**TASK REQUIREMENTS**.
- 1) In the ReasonFest post, why does the commenter voyager tell the author to bring warm clothes? Answer in one to three sentences.
- 2) Name every person the ReasonFest post says will be at the event, apart from the author.
- 3) Please carry on the ReasonFest post and its comments from where they stop.

**PAGE TEXT**.
Make plans for ReasonFest now!


On 19-20 September, cool things will be going on in Winnipeg — you all should come! I’ll be there…OK, you’re unimpressed. Hector Avalos will be there! And Stephanie Zvan! Greta Christina, too! All kinds of Canadians! And it should be well before the first snow! (That is, chances of being snowed in and trapped in Manitoba for the entire winter are fairly low. Also, the polar bears don’t usually come down that far south. And just the average fraction of Canadians live in igloos there.)

This is also far enough ahead that you can tell me in the comments what I should talk about. Go ahead, anything goes.


  1. says

    Sorry, much cooler things are happening in Winnipeg next month. FIFA Women’s World Cup (soccer). That’s all the traveling to Winnipeg I can afford.

  2. voyager says

    That is nearly the END of September. Snow is definitely possible PZed. Bring warm clothes. No really, bring warm clothes.

  3. chigau (違う) says

    Minnesota and Manitoba are side by each.
    There are no big weather changes across the 49th.

  4. azpaul3 says

    Since you asked…

    Other speakers on the program may address the present fragmentation of the Atheist Community at large. As a leading voice in the community your views on the subject would be of great interest in this conference. Right now your opinions are strewn across multiple blog posts. This talk could be a comprehensive review of those opinions.

**PROVIDED RECORDS**.
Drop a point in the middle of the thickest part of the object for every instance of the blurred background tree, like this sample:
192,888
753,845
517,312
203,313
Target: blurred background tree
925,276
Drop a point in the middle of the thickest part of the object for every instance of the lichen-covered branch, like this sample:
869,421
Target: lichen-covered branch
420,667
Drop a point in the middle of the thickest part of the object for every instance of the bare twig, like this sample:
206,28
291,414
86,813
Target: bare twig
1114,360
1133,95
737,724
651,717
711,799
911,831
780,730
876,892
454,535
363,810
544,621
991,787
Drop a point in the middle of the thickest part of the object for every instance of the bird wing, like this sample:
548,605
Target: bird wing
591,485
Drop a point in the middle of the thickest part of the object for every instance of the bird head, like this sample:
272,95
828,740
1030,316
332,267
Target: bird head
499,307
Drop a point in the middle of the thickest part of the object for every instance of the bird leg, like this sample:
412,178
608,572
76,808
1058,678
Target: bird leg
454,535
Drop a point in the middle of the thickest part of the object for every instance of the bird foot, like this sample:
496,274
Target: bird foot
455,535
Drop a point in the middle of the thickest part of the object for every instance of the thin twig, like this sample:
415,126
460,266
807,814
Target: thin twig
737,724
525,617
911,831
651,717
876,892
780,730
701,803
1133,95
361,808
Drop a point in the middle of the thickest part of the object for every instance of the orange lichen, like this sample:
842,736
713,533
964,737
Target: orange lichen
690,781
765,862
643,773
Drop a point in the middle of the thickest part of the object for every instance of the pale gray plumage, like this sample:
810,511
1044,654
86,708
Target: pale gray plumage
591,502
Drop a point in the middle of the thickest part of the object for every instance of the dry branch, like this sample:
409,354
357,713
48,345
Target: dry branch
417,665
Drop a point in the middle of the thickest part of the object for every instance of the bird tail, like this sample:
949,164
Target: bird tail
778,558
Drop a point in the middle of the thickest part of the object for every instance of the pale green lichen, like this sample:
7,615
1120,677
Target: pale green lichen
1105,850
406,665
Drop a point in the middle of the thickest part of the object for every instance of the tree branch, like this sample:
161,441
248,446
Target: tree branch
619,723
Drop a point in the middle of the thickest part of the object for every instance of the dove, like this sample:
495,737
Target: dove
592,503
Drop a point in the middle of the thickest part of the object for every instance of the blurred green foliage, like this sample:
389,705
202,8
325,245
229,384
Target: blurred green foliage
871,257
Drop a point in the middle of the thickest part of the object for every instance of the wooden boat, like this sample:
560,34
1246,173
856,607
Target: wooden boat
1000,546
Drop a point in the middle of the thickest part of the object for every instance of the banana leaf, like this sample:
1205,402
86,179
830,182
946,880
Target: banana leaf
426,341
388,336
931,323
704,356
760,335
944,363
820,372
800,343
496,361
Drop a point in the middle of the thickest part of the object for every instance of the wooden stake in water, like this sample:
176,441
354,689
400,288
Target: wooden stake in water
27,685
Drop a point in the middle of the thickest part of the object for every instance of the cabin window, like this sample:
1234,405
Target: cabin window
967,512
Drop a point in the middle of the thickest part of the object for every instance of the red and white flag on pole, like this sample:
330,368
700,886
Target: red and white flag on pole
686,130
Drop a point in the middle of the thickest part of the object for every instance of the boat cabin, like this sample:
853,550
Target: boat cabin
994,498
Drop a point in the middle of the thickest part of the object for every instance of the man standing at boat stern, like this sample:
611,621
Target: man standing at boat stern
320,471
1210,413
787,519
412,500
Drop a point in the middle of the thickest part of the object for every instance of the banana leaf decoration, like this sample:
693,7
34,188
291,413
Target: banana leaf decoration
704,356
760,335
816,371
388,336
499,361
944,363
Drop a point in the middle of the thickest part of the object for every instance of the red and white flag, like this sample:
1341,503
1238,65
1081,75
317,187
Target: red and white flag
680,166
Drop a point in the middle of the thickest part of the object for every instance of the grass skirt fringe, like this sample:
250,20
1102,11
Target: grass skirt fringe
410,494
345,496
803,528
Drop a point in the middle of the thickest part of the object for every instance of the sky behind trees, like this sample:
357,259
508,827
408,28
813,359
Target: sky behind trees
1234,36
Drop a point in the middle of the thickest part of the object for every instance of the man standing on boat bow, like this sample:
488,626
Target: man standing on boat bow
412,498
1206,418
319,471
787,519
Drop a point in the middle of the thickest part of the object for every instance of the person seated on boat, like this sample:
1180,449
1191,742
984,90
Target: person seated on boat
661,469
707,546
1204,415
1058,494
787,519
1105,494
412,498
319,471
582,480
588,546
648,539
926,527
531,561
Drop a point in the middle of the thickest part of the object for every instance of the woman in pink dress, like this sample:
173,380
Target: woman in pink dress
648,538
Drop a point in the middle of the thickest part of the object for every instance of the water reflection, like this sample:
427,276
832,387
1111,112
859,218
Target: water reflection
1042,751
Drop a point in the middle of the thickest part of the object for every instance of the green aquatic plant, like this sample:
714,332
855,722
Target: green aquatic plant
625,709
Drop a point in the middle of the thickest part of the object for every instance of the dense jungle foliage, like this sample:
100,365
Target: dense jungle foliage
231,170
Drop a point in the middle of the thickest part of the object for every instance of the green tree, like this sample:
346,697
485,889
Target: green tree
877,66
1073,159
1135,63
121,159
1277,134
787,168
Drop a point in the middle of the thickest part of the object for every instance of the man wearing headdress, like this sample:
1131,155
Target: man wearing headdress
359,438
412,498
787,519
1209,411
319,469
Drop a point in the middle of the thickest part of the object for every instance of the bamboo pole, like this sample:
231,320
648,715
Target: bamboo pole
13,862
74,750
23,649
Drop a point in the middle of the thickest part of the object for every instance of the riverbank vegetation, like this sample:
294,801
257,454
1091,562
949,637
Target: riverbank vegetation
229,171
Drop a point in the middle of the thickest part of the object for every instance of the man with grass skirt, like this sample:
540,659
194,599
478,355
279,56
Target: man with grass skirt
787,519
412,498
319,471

**ANSWER SET**.
- 1) Voyager points out that the event falls nearly at the end of September, when snow is definitely possible.

- 2) Hector Avalos, Stephanie Zvan, Greta Christina

- 3)
    Or, you could give an even higher level view.

    Atheism may simply be non-belief but the underlying rationally-based analysis of the evidence that inevitably leads to this non-belief conclusion is the more important aspect of the philosophy. This same discipline applied to other topics should likewise lead the critical thinker to rational evidence-based conclusions.

    Without this, atheism is just an emotional tenant that becomes a peg upon which other emotional tenants, many irrational, are hung. The present fragmentation in the Atheist Community is not atheism but is the result of people’s emotion-laden faulty analysis of these other issues.

    Or whatever.

    The point of the suggestion is for you to plant a stake in the ground, what is atheism, what is not atheism, where atheism should lead and where it could not possibly go.

    Or, you could show slides and videos of funny cat things. Do squid eat cats?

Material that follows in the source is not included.